EXERCISE BRIEF :: Print the rows below word for word, leaving out the pictures.

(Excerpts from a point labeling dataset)

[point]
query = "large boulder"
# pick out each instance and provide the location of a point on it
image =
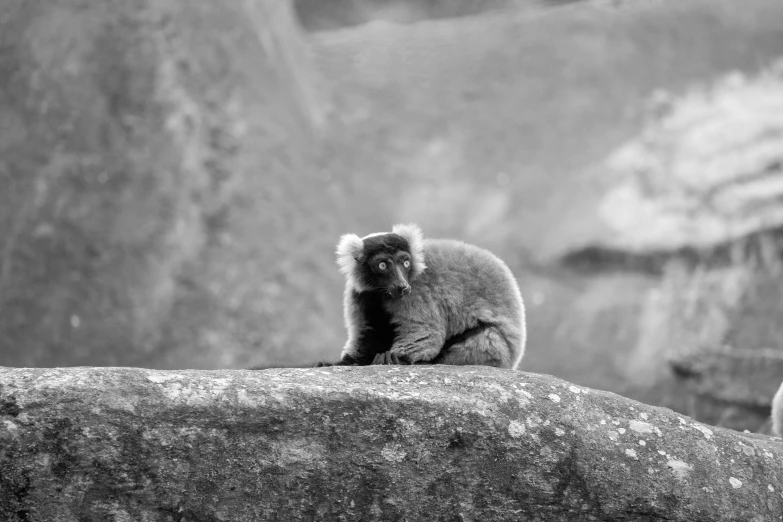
(369, 443)
(707, 173)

TASK RESULT ::
[point]
query = "large boulder"
# pick out each instance and provide the location of a point on it
image =
(369, 443)
(707, 173)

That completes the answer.